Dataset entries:
------------------------------------

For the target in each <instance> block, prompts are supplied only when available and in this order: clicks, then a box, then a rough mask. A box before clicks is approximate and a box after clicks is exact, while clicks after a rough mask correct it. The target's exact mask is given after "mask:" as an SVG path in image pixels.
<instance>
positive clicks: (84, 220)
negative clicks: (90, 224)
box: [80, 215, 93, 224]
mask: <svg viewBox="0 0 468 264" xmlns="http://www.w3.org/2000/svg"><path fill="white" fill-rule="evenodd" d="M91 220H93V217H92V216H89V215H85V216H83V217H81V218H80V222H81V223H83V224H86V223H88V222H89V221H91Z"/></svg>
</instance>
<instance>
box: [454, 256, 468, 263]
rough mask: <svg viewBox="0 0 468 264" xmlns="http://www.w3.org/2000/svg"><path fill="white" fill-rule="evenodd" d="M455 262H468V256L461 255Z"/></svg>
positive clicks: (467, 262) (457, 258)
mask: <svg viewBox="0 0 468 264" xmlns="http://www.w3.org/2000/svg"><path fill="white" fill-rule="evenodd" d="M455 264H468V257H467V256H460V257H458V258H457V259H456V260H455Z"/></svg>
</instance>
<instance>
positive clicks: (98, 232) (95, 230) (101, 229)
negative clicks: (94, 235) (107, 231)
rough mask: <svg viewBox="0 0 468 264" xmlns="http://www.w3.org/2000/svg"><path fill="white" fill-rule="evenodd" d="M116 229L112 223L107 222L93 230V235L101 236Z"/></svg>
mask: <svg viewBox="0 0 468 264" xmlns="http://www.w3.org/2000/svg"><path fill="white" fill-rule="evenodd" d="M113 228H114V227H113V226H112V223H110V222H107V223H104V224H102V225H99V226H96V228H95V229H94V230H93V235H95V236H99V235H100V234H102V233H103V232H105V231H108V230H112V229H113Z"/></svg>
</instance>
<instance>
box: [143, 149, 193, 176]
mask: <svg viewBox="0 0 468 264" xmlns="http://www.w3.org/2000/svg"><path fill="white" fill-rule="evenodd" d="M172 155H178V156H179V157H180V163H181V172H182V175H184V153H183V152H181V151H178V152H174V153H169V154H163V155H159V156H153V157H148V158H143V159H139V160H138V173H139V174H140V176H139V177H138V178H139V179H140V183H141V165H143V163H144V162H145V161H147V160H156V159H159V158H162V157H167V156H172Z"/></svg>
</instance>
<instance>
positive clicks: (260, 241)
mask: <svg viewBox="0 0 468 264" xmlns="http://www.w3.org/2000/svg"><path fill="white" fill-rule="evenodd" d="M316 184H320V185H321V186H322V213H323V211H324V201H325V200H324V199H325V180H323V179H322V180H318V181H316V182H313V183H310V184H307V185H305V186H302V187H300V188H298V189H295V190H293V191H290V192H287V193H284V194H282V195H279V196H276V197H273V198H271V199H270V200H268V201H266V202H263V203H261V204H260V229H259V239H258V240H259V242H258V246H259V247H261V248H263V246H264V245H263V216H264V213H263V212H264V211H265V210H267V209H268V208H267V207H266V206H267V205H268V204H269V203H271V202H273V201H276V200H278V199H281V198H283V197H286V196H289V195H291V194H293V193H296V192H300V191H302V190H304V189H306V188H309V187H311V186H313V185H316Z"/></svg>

------------------------------------

**EXERCISE AIM:** Reproduce the entries above in full, exactly as they read.

**ANSWER SECTION:**
For the target in each <instance> block, prompts are supplied only when available and in this order: clicks, then a box, then a rough mask. A box before clicks is approximate and a box after clicks is exact, while clicks after a rough mask correct it. The target's exact mask is given after "mask:" as an SVG path in image pixels.
<instance>
positive clicks: (84, 220)
negative clicks: (90, 224)
box: [80, 215, 93, 224]
mask: <svg viewBox="0 0 468 264" xmlns="http://www.w3.org/2000/svg"><path fill="white" fill-rule="evenodd" d="M91 220H93V217H92V216H89V215H85V216H83V217H81V218H80V222H81V223H83V224H86V223H88V222H89V221H91Z"/></svg>
</instance>
<instance>
box: [454, 256, 468, 263]
rough mask: <svg viewBox="0 0 468 264" xmlns="http://www.w3.org/2000/svg"><path fill="white" fill-rule="evenodd" d="M455 262H468V256L461 255Z"/></svg>
positive clicks: (467, 262) (457, 258)
mask: <svg viewBox="0 0 468 264" xmlns="http://www.w3.org/2000/svg"><path fill="white" fill-rule="evenodd" d="M455 264H468V257H467V256H460V257H458V258H457V259H456V260H455Z"/></svg>
</instance>
<instance>
positive clicks: (98, 232) (95, 230) (101, 229)
negative clicks: (94, 235) (107, 231)
rough mask: <svg viewBox="0 0 468 264" xmlns="http://www.w3.org/2000/svg"><path fill="white" fill-rule="evenodd" d="M116 229L112 223L107 222L93 230V235L101 236Z"/></svg>
mask: <svg viewBox="0 0 468 264" xmlns="http://www.w3.org/2000/svg"><path fill="white" fill-rule="evenodd" d="M113 228H114V227H113V226H112V223H110V222H107V223H104V224H102V225H99V226H96V228H95V229H94V230H93V235H95V236H99V235H100V234H102V233H103V232H105V231H108V230H112V229H113Z"/></svg>
</instance>
<instance>
box: [143, 149, 193, 176]
mask: <svg viewBox="0 0 468 264" xmlns="http://www.w3.org/2000/svg"><path fill="white" fill-rule="evenodd" d="M172 155H178V156H179V157H180V163H181V172H182V175H184V153H183V152H181V151H178V152H174V153H169V154H163V155H159V156H153V157H148V158H143V159H139V160H138V173H139V174H140V176H139V177H138V178H139V179H140V183H141V165H143V163H144V162H145V161H147V160H156V159H159V158H162V157H167V156H172Z"/></svg>
</instance>
<instance>
positive clicks: (260, 241)
mask: <svg viewBox="0 0 468 264" xmlns="http://www.w3.org/2000/svg"><path fill="white" fill-rule="evenodd" d="M316 184H320V185H321V186H322V213H323V211H324V201H325V200H324V199H325V180H323V179H322V180H318V181H316V182H313V183H310V184H307V185H305V186H302V187H300V188H298V189H295V190H293V191H290V192H287V193H284V194H282V195H279V196H276V197H273V198H271V199H270V200H268V201H266V202H263V203H261V204H260V229H259V239H258V240H259V242H258V246H259V247H261V248H263V246H264V245H263V216H264V213H263V212H264V211H265V210H267V209H268V208H267V207H266V206H267V205H268V204H269V203H271V202H273V201H276V200H278V199H281V198H283V197H286V196H289V195H291V194H293V193H296V192H300V191H302V190H304V189H306V188H309V187H311V186H313V185H316Z"/></svg>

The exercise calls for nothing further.